PROBLEM DESCRIPTION » Nothing but the entries, copied exactly, should appear in the response.

Natural language region descriptions:
————
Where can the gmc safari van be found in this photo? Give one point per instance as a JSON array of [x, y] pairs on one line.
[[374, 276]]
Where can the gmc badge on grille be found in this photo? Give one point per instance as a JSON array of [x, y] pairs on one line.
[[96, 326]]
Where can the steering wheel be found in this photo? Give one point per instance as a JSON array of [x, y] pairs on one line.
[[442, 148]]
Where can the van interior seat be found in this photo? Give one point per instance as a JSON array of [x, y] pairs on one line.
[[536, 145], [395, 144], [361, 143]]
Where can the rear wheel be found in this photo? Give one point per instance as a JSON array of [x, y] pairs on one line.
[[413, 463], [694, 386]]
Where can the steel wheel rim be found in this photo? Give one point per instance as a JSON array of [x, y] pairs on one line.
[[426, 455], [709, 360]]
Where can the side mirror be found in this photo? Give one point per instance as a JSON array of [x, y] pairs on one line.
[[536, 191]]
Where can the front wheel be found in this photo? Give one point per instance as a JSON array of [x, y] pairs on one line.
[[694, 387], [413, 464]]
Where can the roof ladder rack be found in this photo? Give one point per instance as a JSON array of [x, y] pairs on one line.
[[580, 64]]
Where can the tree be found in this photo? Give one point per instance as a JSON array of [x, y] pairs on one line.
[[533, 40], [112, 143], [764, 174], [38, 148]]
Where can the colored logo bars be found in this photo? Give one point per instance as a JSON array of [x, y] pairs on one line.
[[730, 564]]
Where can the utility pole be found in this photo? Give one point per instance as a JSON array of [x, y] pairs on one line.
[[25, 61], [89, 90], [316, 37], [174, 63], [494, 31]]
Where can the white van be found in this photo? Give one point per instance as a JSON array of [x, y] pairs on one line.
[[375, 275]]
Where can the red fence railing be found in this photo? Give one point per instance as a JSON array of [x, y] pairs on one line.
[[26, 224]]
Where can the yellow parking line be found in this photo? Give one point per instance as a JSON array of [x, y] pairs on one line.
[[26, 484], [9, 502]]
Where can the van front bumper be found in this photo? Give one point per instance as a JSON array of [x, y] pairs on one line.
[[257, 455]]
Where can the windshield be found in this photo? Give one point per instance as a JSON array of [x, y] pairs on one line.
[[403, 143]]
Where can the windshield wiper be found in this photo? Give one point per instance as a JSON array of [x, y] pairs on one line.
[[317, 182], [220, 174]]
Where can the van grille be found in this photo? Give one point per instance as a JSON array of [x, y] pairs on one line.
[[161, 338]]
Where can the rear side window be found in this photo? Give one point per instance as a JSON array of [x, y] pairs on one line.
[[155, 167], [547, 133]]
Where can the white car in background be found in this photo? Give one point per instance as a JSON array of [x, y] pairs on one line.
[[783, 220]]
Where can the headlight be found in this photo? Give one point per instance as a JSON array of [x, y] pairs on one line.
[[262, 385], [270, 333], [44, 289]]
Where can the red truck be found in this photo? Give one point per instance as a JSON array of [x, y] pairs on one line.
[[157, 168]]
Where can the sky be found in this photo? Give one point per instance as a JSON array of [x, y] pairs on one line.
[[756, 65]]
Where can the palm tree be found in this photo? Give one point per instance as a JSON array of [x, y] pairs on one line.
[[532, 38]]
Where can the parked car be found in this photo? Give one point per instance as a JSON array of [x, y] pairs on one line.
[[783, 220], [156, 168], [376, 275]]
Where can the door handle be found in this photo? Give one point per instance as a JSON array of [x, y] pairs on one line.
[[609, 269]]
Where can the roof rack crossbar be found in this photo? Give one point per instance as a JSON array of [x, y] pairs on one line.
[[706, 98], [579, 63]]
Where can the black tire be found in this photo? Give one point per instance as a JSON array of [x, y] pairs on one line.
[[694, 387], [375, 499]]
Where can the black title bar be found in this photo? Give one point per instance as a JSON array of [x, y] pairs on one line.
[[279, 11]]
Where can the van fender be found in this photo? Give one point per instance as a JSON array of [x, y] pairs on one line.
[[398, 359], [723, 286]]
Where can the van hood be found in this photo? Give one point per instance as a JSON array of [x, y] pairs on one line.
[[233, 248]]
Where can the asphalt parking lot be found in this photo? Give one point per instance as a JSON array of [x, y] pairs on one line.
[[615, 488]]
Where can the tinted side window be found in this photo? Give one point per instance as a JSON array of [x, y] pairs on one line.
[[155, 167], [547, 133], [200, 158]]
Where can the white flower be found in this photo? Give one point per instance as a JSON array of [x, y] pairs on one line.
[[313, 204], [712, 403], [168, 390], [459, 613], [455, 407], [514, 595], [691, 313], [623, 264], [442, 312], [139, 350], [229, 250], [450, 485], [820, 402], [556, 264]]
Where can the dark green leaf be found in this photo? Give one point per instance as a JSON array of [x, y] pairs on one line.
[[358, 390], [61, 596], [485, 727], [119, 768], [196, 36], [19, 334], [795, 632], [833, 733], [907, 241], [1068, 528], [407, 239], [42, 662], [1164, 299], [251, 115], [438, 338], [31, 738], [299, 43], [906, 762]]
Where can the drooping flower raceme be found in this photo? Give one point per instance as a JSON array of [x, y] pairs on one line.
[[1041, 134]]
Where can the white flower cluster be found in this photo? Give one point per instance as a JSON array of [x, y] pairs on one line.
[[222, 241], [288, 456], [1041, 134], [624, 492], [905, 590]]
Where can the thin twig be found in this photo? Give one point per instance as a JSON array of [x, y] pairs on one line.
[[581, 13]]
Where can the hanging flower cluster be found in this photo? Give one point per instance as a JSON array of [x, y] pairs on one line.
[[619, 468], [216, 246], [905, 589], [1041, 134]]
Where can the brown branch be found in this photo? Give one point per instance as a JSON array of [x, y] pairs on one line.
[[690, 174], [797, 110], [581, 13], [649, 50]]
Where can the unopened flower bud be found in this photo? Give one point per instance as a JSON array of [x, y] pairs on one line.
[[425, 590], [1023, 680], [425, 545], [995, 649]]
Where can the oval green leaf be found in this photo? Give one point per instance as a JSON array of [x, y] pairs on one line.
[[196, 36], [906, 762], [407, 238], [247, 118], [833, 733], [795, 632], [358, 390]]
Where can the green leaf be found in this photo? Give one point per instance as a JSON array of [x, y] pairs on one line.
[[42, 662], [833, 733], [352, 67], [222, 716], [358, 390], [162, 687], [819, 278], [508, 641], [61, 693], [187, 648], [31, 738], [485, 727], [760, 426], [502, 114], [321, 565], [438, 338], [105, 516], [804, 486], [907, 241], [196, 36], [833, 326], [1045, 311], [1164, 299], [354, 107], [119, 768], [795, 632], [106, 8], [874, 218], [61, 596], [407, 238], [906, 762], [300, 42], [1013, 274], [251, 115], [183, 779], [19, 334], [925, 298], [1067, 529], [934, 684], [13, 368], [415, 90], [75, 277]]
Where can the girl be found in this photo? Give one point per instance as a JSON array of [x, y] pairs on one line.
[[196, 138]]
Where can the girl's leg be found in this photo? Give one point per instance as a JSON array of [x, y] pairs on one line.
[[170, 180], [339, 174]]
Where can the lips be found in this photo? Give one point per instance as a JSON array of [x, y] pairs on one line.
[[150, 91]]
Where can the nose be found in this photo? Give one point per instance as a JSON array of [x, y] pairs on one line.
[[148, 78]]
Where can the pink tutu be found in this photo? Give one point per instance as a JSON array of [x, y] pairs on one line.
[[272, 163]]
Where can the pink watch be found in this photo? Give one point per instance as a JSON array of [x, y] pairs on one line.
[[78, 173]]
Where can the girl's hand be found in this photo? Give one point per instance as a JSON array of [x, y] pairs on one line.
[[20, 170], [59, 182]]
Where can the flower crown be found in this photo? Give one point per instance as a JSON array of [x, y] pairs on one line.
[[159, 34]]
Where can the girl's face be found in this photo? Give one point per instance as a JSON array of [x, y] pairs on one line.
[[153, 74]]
————
RESULT OF THIS EXERCISE »
Where can the gmc safari van be found in this photo? Give one point per instance as a JSON array of [x, y] pairs on one line.
[[374, 276]]
Where can the gmc badge on grille be found in this photo? Give one point per instance as a JSON array of [x, y] pairs on one line.
[[96, 326]]
Where can the steering wheel be found in this photo? Give one point per instance as a JSON array of [x, y] pairs on one line.
[[442, 148]]
Where can the van interior seat be found in this photo? Give one point per instance as a JSON array of [x, y] pairs on one line.
[[536, 145], [395, 144], [361, 143]]
Where can the rear wheel be found in this photo? Give one point per instance as a JSON array of [x, y] pairs on one line.
[[413, 463], [694, 386]]
Where can the steel wheel rim be found in this photo? Give one point per instance as a JSON array of [x, y] pairs on one line.
[[426, 455], [709, 360]]
Where can the side mirror be found in this photo? Give one point per instance as a JSON array of [x, y] pairs on one line.
[[536, 191]]
Where can the front wheel be found in this photo? Give one point per instance as a JSON array of [x, y] pairs on one line.
[[694, 387], [413, 464]]
Where can the roof ladder rack be found in this photo? Give one point per instance as a JSON array of [x, y] pairs on one line.
[[580, 64]]
Where can the tree be found in this photo? Give one point per instance as a JSON array of [x, y] pairs on one line.
[[533, 40], [112, 143], [764, 174], [38, 148]]
Where can the colored logo bars be found in this photo? Give one point per instance as a JSON array of [x, y] pairs on one line.
[[730, 564]]
Where can the utility pole be found in this photo? Give one point per instance as a JSON array of [x, y] pairs on one line.
[[25, 61], [89, 90], [316, 37], [174, 63], [494, 31]]
Where can the white van be found in this photo? Give one point per instance as a JSON array of [x, y] pairs on one line.
[[375, 275]]
Where can the red fence railing be found in this photo? Give one point per instance as a JSON array of [x, y] pairs on one line.
[[26, 224]]
Where can the yellow parking line be found in this photo? Give one point per instance as a JSON array of [x, y] pairs on one line.
[[26, 484], [9, 502]]
Where can the van front bumper be found in this photo? Give one point per instance as a JSON array of [x, y] pairs on one line.
[[257, 455]]
Where can the windshield be found in this photo? Give one point per instance as a JSON array of [x, y] pairs on one line.
[[403, 143]]
Where can the windshield wiper be found in this photo? Give one point per instance as a JSON array of [x, y] pairs on one line.
[[317, 182], [220, 174]]
Where can the van grille be found in this photo? Give one point per instance as a JSON array of [x, y] pairs on one line.
[[161, 338]]
Where can the rear side window be found in this photo? Give one point per instance as a JSON array of [x, y] pairs on one line.
[[155, 167], [547, 133]]
Where can the white car in background be found in this photo? Give one point per instance as a JSON array of [x, y] pairs on one line.
[[783, 220]]
Where can the headlight be found in this photo? Give one point per instance as a JSON array of [x, y] pairs on one line.
[[262, 385], [270, 333], [44, 289]]
Where can the red truck be found in this photo? Give one point per instance as a JSON array of [x, y] pairs on one line.
[[157, 168]]
Where can the sky be found in this photo? Give one point per instance as a JSON array of [x, y] pairs on one line.
[[756, 65]]
Where can the palm tree be found in this photo? Give one point per instance as a JSON array of [x, y] pairs on one line.
[[532, 38]]
Where can the parked car be found in this photo? Give one point per instance as a JSON array of [x, y] pairs on one line.
[[783, 220], [156, 168], [376, 275]]
Where can the door handle be found in this photo? Give one point per instance as a JSON array of [x, y] pairs on one line.
[[609, 269]]
Where can the roof rack crossbar be found in this photo? Give one point per instance as a JSON array of [x, y] pairs on one line.
[[706, 98], [579, 63]]
Where can the black tire be found in this photo? Give one point per instance as a JSON array of [x, y] pairs on one line.
[[694, 387], [375, 499]]
Where can the black title bar be found in this photo? Give one point per instance as a JSON array of [x, y] pairs on one line.
[[279, 11]]
Where can the van fender be found in this photo? Give one point per instance as a JSON array of [x, y] pairs on one line.
[[398, 359], [723, 286]]
Where can the van hood be found in this photo? Give one point per instance as a JSON array of [x, y] pairs on one line.
[[233, 248]]
Where can the asphalt parking lot be found in this photo? Give one point per instance as a JSON array of [x, y] pairs on one line.
[[615, 488]]
Where can the tinted side window be found in this photo? Give one point per instance as a JSON array of [x, y] pairs on one line.
[[155, 167], [547, 133], [200, 158]]
Where can the white flower be found in this photo? Give one point per instance as a JSON array of [x, y] pairs on one line.
[[313, 204], [712, 403], [168, 390], [459, 613], [455, 407], [514, 595], [691, 313], [623, 264], [442, 312], [139, 350], [229, 250], [450, 485], [820, 402], [556, 264]]
Where can the dark green leaf be found in this photo? Give one point per instance as a JSON array of [x, y] pairs on one line.
[[358, 390], [61, 596], [485, 727], [119, 768], [196, 36], [19, 334], [795, 632], [833, 733], [907, 241], [1068, 528], [407, 239], [42, 662], [1164, 299], [251, 115], [438, 338], [31, 738], [299, 43], [906, 762]]
Where can the drooping flower raceme be found in this photo? Give one point per instance as a JSON array of [x, y] pairs on one line.
[[1041, 134]]
Where can the white flower cluster be found in this photo? Give one point per instance as a JSON array of [x, y] pairs on one line.
[[222, 241], [288, 456], [1041, 134], [624, 492], [905, 590]]
Where can the thin twig be found in this photo? Give one point per instance as a JSON array of [x, y] pairs on one line.
[[581, 13]]
Where can the hanging flower cluster be found in this photo? Give one point per instance as a JSON array of [x, y] pairs on one line.
[[619, 468], [216, 246], [905, 589], [1041, 134]]
Where can the brown branch be found in this photo? Give one point per instance as a JSON array of [x, y] pairs on one line.
[[690, 174], [797, 110], [581, 13], [649, 50]]
Where can the unopened flower bud be found in this photo? Give one point per instance as a JSON array of [x, y] pairs on one line.
[[425, 590], [1023, 680], [425, 545], [995, 649]]
Where can the oval green leaf be found in this photo? Give one point per instance as a JSON array of [x, y] pairs on one line.
[[196, 36], [906, 762], [407, 238], [247, 118], [833, 733], [795, 632], [358, 390]]
Where can the green leaf be found in this photo? Give one point per instance as a JSON array of [x, y] pairs on one line.
[[42, 662], [833, 733], [352, 67], [222, 716], [358, 390], [162, 687], [819, 278], [508, 641], [61, 693], [187, 648], [31, 738], [485, 727], [760, 426], [502, 114], [321, 565], [438, 338], [105, 516], [804, 486], [907, 241], [196, 36], [833, 326], [1045, 311], [1164, 299], [354, 107], [119, 768], [795, 632], [106, 8], [874, 218], [61, 596], [407, 238], [906, 762], [300, 42], [1013, 274], [251, 115], [183, 779], [19, 334], [925, 298], [1067, 529], [934, 684], [13, 368], [415, 90], [75, 277]]
Where can the girl be found in this photo? Give one point per instance as a JSON array of [x, y] pairs on one line.
[[196, 138]]
Where can the girl's leg be found in this photo? Give one point per instance as a JSON array of [x, y] pairs on one line.
[[170, 180], [339, 174]]
Where can the lips be found in this photo? Give one point per instance as a JSON array of [x, y] pairs on one line.
[[150, 91]]
Where can the nose be found in this photo? Give one point per instance as a JSON array of [x, y] pairs on one line.
[[148, 78]]
Where can the pink tutu be found in this photo? Give one point per instance as a JSON array of [x, y] pairs on one line.
[[272, 163]]
Where can the pink watch be found in this photo? Give one point per instance as a JSON array of [x, y] pairs on one line.
[[78, 173]]
Where can the girl's hand be found in this photo? Give one point per instance as a JSON array of [x, y] pairs on one line.
[[20, 170], [59, 182]]
Where can the flower crown be found in this photo? Give one point per instance as a JSON array of [x, y] pairs on one line.
[[159, 34]]
Where can the girl's face be found in this photo? Give one point per instance as a JSON array of [x, y] pairs on one line.
[[153, 74]]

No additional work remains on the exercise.